◆ **Written problem**:
Set down exactly, and only, the lines from the one with "Could you point to the locomotive" to the final line of the entries, both included.

◆ **Point placement records**:
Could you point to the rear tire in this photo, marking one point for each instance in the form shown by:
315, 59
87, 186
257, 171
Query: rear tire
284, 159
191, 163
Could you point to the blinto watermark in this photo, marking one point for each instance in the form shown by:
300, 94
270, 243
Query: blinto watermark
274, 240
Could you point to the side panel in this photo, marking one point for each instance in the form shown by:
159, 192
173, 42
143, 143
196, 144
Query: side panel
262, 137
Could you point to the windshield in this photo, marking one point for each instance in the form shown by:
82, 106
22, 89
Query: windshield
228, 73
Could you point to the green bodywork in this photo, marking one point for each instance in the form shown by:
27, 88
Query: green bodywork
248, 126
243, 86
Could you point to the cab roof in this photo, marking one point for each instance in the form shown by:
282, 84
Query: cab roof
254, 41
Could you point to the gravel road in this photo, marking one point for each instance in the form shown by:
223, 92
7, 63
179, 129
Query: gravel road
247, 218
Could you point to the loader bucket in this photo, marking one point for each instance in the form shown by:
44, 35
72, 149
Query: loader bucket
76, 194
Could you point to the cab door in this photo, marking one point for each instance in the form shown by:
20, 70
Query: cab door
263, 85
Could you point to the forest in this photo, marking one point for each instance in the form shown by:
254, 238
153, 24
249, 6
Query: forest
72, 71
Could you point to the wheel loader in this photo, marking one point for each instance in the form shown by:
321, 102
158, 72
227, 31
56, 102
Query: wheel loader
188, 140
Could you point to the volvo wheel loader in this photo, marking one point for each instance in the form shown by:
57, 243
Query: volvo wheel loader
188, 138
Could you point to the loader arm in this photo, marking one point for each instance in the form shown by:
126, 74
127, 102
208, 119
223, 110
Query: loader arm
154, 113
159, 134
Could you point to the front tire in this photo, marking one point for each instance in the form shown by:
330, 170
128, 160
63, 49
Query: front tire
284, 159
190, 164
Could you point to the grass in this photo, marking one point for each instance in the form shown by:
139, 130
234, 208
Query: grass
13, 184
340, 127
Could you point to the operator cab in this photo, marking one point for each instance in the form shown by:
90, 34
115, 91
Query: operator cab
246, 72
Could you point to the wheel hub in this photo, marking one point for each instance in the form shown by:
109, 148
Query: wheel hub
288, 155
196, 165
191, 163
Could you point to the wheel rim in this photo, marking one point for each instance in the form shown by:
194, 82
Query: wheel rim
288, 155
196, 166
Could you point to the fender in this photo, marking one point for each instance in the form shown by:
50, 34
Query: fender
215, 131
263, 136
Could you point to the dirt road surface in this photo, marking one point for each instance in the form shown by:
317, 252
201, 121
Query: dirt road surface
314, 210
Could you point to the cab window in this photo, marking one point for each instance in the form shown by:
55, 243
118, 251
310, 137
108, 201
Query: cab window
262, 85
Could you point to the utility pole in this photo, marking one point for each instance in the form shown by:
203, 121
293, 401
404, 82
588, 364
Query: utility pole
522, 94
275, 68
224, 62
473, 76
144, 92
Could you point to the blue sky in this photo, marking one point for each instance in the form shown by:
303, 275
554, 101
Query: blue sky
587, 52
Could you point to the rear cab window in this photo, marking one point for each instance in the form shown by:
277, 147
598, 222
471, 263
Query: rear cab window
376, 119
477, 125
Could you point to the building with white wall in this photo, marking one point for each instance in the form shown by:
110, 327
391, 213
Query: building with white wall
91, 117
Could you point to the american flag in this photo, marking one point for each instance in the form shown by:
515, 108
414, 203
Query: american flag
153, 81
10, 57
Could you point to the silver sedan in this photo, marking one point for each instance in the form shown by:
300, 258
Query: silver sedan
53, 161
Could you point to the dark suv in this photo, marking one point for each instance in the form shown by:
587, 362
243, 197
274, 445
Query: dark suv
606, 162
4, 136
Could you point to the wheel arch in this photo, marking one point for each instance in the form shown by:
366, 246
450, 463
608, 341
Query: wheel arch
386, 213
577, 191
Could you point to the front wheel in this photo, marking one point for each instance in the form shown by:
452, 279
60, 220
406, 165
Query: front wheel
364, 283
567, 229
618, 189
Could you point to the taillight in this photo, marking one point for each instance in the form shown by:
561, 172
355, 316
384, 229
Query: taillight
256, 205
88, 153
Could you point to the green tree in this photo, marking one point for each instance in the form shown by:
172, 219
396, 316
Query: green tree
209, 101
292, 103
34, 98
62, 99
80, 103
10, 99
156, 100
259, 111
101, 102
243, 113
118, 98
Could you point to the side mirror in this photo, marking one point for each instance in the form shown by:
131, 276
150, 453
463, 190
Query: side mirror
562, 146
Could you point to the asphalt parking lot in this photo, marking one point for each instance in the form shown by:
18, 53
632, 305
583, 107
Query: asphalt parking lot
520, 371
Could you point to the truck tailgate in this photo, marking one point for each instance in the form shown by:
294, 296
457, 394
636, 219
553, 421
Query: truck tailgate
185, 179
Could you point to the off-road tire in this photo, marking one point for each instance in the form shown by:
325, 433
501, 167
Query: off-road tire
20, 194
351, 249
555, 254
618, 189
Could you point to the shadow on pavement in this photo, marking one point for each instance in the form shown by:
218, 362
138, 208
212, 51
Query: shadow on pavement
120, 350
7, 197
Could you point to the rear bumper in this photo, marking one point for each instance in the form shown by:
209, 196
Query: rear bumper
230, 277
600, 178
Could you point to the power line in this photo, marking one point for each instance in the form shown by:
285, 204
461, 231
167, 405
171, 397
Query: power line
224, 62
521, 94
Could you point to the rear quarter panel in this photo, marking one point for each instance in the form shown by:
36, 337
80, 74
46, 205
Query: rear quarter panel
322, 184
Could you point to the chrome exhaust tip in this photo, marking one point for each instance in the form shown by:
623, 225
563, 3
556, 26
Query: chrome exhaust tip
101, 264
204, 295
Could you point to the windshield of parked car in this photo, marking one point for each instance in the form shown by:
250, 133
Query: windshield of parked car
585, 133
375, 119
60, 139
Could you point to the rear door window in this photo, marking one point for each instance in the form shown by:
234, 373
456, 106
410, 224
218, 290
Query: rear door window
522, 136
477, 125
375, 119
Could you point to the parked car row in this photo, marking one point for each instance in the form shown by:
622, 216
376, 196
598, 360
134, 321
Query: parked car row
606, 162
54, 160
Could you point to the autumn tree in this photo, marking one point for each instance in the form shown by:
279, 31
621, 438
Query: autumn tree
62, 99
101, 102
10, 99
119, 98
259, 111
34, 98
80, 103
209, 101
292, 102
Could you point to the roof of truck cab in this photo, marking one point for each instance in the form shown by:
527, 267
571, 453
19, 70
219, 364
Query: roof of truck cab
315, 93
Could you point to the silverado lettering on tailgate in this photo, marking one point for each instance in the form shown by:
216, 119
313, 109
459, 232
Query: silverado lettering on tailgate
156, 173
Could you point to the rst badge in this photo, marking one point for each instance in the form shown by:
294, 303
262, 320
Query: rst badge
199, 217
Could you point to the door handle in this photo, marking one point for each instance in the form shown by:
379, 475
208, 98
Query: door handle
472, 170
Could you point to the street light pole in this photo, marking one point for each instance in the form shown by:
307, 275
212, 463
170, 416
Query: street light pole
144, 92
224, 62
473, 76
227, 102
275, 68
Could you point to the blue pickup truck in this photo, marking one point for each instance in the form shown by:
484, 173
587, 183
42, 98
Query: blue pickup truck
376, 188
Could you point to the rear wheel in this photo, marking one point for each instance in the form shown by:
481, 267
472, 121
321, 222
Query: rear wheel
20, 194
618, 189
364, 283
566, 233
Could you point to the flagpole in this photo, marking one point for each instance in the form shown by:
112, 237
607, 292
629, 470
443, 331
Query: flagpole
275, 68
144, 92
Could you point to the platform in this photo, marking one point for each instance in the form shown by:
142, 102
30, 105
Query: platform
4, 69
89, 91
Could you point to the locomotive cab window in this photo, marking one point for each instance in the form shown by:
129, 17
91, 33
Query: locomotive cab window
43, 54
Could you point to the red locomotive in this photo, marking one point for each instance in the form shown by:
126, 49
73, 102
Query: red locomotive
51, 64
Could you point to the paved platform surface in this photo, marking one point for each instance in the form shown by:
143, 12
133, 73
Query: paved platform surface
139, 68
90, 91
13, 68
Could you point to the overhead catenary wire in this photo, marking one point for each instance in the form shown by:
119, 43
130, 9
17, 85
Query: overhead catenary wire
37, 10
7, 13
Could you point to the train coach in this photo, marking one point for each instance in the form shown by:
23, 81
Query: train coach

◆ **Output**:
Could you point to the locomotive cab window in this photo, marking one point for each instance in the form shown by:
129, 17
91, 33
Query: locomotive cab window
43, 54
Could you point to the red locomotive in this photo, marking one point for each instance in the form shown by:
126, 49
73, 102
Query: red locomotive
51, 64
Could you point to the paved platform surface in this photo, marking one point for each instance in the form shown by:
143, 12
133, 73
Query: paved platform surface
139, 68
90, 91
13, 68
Could you point to the overhead catenary wire in this photo, marking one point for each instance in the form shown by:
119, 43
130, 9
17, 85
Query: overhead catenary wire
37, 10
7, 13
Could you point to the train coach in this photo, marking one point for each instance in the form shown by:
23, 81
Query: train coach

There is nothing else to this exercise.